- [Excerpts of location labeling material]
^^^^^^^^
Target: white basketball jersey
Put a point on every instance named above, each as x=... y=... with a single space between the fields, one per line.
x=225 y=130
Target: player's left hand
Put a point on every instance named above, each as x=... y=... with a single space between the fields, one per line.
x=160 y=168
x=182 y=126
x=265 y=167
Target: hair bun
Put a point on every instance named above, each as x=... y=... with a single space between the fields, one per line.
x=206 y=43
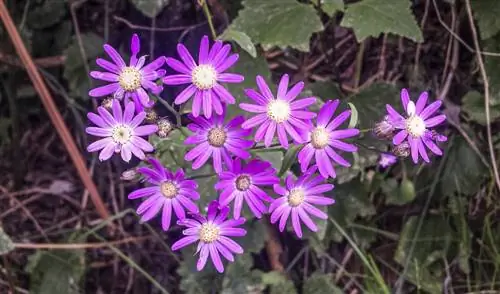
^^^^^^^^
- [What you have to do] Rescale the material above by restating every line, requests included, with each x and y point coordinate in the answers multiplied by 0.2 and rounded to a whole number, halves rounded up. Omit the pictures from your output.

- [Task answer]
Target: white basketball jersey
Put a point on every instance named above, each as x=... y=... with a single space between the fields, one per line.
x=45 y=26
Target: player's left hand
Put a point on every instance named above, each as x=... y=... with a single space between the fields, one per line.
x=32 y=34
x=36 y=25
x=53 y=33
Target: hair bun
Put a point on every instance named above, each as x=... y=... with a single space between the fields, one per line.
x=41 y=9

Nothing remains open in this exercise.